── Records supplied

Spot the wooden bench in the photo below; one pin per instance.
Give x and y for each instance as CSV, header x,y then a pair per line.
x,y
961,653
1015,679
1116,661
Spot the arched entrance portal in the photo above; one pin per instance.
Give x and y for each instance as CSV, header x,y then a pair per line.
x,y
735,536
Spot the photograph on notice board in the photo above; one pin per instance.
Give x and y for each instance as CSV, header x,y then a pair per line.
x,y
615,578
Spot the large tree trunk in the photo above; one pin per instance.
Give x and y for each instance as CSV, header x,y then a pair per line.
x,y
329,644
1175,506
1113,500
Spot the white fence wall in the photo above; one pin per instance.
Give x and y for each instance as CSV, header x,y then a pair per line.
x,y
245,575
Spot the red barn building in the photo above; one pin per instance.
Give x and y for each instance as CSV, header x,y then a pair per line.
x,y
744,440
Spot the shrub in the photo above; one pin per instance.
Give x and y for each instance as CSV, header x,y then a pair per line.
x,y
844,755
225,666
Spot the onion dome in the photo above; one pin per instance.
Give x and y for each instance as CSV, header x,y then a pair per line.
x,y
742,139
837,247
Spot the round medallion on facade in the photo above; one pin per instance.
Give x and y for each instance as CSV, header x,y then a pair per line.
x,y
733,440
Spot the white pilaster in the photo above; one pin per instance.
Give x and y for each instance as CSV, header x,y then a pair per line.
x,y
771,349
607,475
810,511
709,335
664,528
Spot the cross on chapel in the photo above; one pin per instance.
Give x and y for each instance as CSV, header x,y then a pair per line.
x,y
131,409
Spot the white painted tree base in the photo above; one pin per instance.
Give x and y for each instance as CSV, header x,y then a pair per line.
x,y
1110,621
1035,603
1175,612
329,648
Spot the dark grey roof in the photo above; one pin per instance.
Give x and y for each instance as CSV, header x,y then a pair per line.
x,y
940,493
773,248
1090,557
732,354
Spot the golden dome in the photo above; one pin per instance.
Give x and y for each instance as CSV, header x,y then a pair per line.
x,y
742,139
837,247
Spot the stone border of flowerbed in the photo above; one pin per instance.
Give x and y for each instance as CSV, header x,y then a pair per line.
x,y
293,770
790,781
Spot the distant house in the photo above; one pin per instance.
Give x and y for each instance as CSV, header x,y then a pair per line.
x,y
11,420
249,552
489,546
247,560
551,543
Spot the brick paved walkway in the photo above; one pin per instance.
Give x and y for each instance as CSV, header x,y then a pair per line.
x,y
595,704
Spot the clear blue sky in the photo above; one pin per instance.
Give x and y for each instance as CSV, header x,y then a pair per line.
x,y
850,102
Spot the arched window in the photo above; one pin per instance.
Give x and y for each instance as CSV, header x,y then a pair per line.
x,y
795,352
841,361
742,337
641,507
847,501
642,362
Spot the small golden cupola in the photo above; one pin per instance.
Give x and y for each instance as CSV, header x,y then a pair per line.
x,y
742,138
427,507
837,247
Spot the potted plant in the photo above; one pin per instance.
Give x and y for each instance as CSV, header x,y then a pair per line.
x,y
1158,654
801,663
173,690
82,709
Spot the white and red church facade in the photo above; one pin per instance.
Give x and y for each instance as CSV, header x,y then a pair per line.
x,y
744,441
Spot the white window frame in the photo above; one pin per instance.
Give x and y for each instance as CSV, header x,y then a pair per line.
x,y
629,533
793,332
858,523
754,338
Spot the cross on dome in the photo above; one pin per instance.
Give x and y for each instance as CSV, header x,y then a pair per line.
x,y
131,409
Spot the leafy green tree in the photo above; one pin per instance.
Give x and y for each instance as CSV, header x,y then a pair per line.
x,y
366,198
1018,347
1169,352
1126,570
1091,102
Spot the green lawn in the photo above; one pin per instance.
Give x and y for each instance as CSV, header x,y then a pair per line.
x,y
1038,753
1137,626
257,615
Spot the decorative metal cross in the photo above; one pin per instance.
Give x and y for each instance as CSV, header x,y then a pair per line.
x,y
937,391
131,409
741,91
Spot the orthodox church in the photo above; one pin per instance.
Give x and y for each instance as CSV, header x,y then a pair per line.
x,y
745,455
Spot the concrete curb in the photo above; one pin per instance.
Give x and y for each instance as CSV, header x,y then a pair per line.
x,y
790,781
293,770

────

What to do — Reproduce the whole listing above line for line, with no changes.

The response —
Spot the wooden bench in the photo below; one pin per instance.
Give x and y for each instance as CSV, header x,y then a pair per line.
x,y
961,653
1015,679
1116,661
Spot the arched entrance portal in the photo above; one pin per instance.
Give x and y for each instance as CSV, header x,y then a pair per line.
x,y
735,536
Spot the photograph on notice board in the photo above; one pin per instance.
Give x and y for each instance as CSV, header x,y then a pair per line.
x,y
615,578
Spot the large tree trunk in the photo above; one pin per instance.
Give x and y for each instance as CSV, header x,y then a pair per line.
x,y
329,644
1175,506
1113,500
Spot the white fence wall in the photo above; one pin per instance.
Give x and y for each instance as CSV, header x,y then a pair per line.
x,y
245,575
Spot the red barn building in the photo above; one pin per instance.
Give x and y for each instance as CSV, header x,y then a pair per line.
x,y
744,440
Spot the shrub in the photo above; one pin per instance.
Give x and y for each instance as CSV, header x,y then a pair per line.
x,y
844,755
225,666
Spot the onion dome in the photo above; one pin per instance.
Give x and y for each instance as CSV, header x,y then a pair per line.
x,y
742,139
837,247
Spot the round medallion on facade in the photo above; one pin per instance.
Give x and y for each instance as CSV, header x,y then a pair per line.
x,y
733,440
Spot the white pilaster in the photo above; one pin per instance.
Give x and y for each instance as CSV, header x,y then a pair per line.
x,y
771,349
607,475
810,511
709,335
664,528
Spot the cross on chapel in the photo above; one pin per instance.
Give x and y for each instance as CSV, header x,y then a pair per line.
x,y
131,409
Spot the white painted tree base in the photo above; one pin per instance.
Give x and y for each instance as CSV, header x,y then a pair per line.
x,y
1110,621
1035,603
1175,612
329,648
Spot the dark grey roof in the photo above; one pin per instance.
Give x and y for each instance as CSV, header x,y then a pair per line.
x,y
940,493
773,248
1090,557
732,354
Spot the golden dome in the photo above; one pin per instance.
Give x and y for each instance as CSV, header x,y then a pair per line.
x,y
742,139
837,247
Spot the stone border of flowerbed in the photo above; one pin per instance.
Give x and y for each instance as CSV, header x,y then a pair per line.
x,y
293,770
790,781
Spot the distant house in the photo above; one pin per instance.
Give x and y for each instance as CSV, header x,y then a pair per line.
x,y
11,420
249,552
489,546
247,560
551,543
Spot the brick paved walkway in the photo above; one pin per instance.
Give x and y for each instance as CSV, header x,y then a pair per line.
x,y
595,704
Spot the clear blue sky in the photo above; one pin per instance.
Give x and y for each instance as CSV, header x,y then a pair per line.
x,y
850,102
Spot the arched window in the photo above; one pin per instance.
Give x and y for each instance as CSV, header x,y then a pair per line.
x,y
795,352
841,361
742,337
641,507
847,501
642,362
Spot the small golden cupola in the photo above; one pin per instance.
Give x and y for each instance as CSV, header x,y then a pair per line.
x,y
742,138
427,507
837,247
Spot the potted plant in the photo above; one pin per instance.
Give x and y for each instance as CSV, header x,y then a pair per line.
x,y
1158,654
801,663
173,690
82,709
Spot the white and red church facade in the photo above; one pin per instance.
Give x and y for each instance as CSV, header x,y then a pair per line.
x,y
744,441
Spot the white window frame in the photo above; one pin per instance.
Give x and y for each instance as CSV, header x,y then a pair per line.
x,y
629,533
793,332
858,523
754,338
Spot the cross on dome in the photo above; one pin per instance.
Give x and y for each instance as CSV, header x,y then a pair per line.
x,y
131,409
Spot the leafy green tree in the photo above; one pin per instance.
Give x and y for each instance as CSV, header x,y then a pair per line.
x,y
366,198
1018,347
1169,352
1126,570
1091,102
Spot the green lawn in the photo above; one pin per instance.
Give x and y for each instance as CSV, header x,y then a pair per line.
x,y
1038,753
1137,626
257,615
Spot the decorative metal cross in the photo above; one pin per instance.
Give x and y for each instance as CSV, header x,y then a pair per line.
x,y
937,391
131,409
741,91
Spot the orthodox church in the photo above; one pin per instance.
Give x and y for each instance as CSV, header x,y then a pair per line.
x,y
745,455
Spot the concrete curb in the photo above; one pin per instance.
Give x and y for each instance as CSV, header x,y then a pair per line.
x,y
790,781
293,770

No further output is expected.